Write out word for word the lines of the records that begin with the line containing "sign in this photo." and continue through the final line of the records.

Data records:
'''

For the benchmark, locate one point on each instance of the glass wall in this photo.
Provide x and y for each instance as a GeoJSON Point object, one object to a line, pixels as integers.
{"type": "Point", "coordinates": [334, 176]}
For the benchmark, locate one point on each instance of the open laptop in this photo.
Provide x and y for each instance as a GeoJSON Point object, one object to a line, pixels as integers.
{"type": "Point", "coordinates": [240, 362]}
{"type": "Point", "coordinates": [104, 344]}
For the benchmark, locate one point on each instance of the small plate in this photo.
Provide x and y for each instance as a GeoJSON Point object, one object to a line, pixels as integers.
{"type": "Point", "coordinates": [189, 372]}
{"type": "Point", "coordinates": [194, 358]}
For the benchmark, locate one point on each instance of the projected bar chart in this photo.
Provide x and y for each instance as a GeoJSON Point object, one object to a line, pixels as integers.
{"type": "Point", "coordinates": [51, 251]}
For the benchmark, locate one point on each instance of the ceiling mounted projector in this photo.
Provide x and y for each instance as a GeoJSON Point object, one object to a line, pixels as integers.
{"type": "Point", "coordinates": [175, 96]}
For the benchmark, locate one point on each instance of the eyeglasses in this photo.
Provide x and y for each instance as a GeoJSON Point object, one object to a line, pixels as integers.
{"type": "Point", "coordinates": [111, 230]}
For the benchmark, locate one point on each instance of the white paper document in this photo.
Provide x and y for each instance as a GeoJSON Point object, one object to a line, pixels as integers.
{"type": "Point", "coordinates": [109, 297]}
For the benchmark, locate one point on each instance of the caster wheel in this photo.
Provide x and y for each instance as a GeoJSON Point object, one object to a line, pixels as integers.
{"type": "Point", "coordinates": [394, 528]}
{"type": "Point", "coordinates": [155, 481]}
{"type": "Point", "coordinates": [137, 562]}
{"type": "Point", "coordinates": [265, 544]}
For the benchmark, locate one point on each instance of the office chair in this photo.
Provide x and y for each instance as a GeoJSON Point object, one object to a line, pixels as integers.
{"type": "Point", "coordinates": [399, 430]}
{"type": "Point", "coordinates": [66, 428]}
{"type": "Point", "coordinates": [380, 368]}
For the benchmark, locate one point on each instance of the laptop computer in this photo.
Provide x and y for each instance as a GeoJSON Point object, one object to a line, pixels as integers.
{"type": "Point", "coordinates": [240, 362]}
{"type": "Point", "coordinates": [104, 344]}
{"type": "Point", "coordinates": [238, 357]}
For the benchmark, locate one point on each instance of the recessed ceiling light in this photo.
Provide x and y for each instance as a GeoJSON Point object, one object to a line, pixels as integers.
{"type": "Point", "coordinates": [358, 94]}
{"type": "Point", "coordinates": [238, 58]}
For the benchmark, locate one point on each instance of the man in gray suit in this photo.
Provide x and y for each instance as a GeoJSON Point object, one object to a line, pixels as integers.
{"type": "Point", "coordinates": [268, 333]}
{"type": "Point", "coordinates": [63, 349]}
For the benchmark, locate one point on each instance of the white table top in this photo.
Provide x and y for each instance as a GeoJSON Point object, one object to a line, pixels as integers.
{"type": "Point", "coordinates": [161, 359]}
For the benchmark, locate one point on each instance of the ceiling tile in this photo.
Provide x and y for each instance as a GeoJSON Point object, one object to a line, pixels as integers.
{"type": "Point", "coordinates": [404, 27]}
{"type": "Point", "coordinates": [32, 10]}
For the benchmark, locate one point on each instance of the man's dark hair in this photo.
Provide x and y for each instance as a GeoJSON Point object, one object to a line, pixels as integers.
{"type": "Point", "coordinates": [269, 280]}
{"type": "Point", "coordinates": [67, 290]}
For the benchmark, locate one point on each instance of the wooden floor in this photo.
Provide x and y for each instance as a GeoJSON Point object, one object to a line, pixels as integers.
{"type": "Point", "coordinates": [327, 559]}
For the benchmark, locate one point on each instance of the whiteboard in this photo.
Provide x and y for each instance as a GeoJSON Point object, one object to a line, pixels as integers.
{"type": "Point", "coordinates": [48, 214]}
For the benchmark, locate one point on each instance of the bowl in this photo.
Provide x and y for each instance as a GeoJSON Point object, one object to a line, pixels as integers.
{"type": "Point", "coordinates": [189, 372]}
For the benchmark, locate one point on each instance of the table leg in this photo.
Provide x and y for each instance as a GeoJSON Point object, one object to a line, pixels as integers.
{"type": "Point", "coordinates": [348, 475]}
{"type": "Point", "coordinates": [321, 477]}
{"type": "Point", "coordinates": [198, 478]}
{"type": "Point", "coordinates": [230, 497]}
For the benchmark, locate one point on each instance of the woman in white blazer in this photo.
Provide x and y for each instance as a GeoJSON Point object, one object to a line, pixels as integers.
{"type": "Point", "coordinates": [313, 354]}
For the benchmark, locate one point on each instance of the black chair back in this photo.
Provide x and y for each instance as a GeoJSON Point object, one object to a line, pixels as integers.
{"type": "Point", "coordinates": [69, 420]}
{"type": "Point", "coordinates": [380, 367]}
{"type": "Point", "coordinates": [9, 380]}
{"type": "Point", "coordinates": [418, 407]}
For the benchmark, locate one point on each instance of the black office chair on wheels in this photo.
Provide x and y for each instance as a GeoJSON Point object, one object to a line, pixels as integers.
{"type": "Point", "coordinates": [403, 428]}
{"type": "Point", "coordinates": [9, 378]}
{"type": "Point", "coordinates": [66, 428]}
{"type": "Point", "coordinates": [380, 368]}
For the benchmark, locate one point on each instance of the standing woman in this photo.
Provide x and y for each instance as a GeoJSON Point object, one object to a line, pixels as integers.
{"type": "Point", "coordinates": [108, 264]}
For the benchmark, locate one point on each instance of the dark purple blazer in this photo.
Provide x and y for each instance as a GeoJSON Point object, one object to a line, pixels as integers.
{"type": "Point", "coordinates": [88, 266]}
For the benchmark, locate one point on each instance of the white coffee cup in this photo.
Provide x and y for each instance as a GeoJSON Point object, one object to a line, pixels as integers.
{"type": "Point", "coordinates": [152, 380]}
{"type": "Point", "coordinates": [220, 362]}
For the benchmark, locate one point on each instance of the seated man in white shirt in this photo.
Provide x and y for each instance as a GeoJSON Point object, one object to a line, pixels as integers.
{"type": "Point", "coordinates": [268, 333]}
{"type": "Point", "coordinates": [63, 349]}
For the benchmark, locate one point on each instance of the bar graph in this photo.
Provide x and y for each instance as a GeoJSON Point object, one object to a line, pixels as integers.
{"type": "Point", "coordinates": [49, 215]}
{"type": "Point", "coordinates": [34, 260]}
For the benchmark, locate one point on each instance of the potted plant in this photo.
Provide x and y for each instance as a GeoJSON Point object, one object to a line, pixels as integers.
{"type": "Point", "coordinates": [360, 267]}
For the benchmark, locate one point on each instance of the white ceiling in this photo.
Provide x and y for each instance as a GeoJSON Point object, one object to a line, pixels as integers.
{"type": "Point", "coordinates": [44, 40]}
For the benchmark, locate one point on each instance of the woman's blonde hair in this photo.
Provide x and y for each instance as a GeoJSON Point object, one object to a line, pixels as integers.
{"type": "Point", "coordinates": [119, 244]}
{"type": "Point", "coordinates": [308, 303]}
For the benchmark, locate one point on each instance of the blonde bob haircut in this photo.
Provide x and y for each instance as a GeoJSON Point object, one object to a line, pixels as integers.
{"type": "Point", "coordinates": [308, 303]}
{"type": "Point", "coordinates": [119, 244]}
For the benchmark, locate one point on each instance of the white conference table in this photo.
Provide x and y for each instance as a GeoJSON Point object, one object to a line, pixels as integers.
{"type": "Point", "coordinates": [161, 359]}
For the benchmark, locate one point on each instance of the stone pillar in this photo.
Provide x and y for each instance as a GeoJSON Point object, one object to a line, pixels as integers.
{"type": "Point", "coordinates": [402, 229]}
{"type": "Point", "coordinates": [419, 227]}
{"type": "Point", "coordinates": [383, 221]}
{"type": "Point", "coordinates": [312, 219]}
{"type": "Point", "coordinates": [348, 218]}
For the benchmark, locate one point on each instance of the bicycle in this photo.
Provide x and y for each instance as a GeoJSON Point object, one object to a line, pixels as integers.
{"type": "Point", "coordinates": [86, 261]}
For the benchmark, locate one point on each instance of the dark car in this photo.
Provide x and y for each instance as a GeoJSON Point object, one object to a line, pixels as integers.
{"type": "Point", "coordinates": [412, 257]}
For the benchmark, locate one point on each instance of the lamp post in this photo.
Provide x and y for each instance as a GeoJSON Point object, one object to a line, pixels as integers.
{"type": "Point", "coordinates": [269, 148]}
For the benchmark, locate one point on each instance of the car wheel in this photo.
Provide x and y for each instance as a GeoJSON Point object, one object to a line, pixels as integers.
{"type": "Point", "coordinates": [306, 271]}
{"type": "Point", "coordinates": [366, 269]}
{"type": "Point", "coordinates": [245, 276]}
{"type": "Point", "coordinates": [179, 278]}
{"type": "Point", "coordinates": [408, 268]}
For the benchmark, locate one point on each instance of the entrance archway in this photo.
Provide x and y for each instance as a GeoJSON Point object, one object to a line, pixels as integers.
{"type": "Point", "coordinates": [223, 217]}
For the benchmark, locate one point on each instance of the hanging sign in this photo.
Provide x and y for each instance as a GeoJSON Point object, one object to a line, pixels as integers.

'''

Output of the task:
For the benchmark, locate one point on each instance of the hanging sign in this photo.
Provide x and y for each instance as a GeoJSON Point object, one object to a line, pixels as integers.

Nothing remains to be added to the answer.